Problem statement » Your answer must consist solely of the line containing "Target: groomed snow surface" and all subsequent lines through the end of the entries, reproduced exactly.

(Referring expression data)

[Start of section]

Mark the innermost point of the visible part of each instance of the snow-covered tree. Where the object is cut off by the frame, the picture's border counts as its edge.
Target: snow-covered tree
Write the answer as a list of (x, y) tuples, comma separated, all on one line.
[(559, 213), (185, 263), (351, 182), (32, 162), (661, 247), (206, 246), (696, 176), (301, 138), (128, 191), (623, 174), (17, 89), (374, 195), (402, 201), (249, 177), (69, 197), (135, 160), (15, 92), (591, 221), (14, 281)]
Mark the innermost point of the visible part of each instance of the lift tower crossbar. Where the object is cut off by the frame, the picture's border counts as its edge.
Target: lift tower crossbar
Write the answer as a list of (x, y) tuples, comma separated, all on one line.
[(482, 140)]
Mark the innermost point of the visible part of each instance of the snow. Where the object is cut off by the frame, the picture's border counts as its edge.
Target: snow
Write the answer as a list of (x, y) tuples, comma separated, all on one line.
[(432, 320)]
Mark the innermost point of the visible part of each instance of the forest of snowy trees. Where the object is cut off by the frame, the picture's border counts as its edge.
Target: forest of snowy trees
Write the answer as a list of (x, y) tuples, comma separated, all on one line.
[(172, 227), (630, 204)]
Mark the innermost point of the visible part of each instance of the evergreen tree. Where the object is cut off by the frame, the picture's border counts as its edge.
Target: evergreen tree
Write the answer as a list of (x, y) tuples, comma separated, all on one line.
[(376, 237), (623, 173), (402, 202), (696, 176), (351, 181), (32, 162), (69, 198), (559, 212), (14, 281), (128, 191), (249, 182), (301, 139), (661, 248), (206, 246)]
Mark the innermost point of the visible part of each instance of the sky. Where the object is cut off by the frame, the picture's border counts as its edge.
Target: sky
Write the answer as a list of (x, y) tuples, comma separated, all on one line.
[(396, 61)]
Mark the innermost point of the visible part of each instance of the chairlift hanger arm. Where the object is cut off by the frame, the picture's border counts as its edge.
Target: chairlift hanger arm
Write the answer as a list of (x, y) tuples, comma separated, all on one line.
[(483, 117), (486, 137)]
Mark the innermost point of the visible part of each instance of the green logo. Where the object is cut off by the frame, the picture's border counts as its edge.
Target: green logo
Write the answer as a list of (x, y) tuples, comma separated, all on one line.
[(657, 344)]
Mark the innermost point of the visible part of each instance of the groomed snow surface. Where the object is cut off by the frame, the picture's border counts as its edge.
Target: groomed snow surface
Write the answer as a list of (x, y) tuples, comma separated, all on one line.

[End of section]

Expected answer »
Target: groomed snow surface
Write the answer as a list of (x, y) tuples, comma separated, all on one line.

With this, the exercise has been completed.